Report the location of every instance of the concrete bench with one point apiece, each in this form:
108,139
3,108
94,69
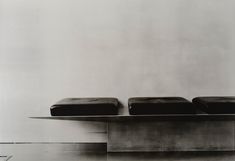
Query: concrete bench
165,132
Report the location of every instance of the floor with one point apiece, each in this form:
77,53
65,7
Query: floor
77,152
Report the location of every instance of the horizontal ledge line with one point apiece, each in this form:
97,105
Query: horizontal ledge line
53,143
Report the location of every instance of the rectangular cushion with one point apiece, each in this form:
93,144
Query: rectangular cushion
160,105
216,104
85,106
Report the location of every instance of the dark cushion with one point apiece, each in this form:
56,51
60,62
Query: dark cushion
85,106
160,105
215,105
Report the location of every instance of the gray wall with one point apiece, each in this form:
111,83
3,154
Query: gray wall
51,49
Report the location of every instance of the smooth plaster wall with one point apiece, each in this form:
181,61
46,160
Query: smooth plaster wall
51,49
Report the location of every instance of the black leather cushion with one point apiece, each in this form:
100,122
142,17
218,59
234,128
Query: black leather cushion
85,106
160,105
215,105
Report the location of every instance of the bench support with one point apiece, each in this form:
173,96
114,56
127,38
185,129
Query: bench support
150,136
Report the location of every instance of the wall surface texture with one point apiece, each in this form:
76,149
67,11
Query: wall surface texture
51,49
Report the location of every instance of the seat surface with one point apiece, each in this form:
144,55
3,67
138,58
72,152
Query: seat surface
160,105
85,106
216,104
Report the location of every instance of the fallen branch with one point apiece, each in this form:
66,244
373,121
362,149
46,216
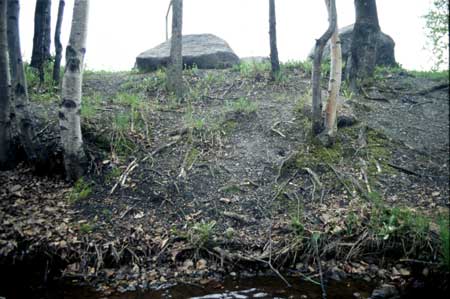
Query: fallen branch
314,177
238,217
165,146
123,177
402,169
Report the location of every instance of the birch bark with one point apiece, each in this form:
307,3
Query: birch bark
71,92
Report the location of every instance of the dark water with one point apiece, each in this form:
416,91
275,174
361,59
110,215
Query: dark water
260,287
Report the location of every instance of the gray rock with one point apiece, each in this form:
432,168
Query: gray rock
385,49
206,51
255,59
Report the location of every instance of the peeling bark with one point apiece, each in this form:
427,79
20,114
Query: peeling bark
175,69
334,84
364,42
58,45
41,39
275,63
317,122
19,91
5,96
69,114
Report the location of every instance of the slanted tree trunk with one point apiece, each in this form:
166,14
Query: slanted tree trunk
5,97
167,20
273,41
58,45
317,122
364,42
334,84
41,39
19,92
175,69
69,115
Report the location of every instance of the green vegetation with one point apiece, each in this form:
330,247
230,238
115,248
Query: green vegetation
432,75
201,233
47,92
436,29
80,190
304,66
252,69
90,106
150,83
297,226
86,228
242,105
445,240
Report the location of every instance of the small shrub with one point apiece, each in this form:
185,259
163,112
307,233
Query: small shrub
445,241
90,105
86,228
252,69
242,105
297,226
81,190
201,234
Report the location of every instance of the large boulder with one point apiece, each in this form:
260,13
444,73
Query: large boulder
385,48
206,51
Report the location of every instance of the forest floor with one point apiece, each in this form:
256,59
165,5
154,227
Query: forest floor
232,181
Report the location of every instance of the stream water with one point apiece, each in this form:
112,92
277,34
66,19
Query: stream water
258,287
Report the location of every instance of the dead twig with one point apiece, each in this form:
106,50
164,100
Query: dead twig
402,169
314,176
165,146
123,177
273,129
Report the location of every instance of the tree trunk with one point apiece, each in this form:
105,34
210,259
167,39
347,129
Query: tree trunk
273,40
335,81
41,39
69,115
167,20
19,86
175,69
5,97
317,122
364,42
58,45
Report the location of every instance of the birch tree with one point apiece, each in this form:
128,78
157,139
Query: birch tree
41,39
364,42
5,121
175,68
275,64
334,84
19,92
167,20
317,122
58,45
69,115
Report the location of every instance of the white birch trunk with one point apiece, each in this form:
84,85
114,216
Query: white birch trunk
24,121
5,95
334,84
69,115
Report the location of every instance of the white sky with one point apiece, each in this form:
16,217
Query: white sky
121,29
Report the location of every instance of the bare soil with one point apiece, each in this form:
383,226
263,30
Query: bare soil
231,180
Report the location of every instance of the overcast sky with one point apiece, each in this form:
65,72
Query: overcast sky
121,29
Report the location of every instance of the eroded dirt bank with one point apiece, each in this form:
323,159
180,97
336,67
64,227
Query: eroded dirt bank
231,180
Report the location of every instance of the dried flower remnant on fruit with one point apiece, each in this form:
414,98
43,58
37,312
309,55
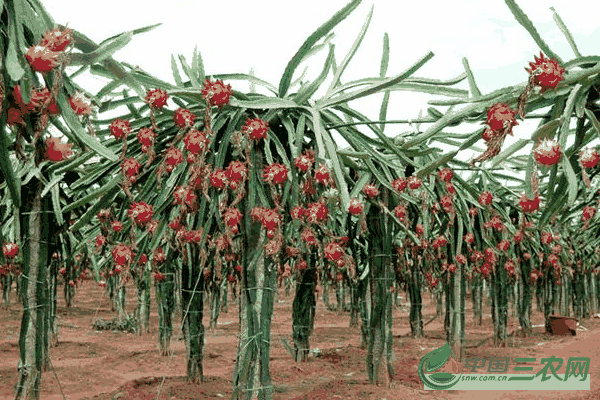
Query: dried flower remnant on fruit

━━━━━━━━

» **Aim**
Return verbatim the lines starting at the one containing "Report the location of every instance of the eroded" and ending at the last line, both included. Omit the pictures.

» **Exercise solution**
Report the location of every instance of the eroded dirt bank with one point apiece, each in this form:
323,159
180,97
336,67
64,227
Query: eroded dirt bank
231,180
Report the location of every instance of the dried flower remnant on fruit with one point apiece, each in this form:
414,98
43,58
37,312
309,55
Query: dried flower remnant on fruit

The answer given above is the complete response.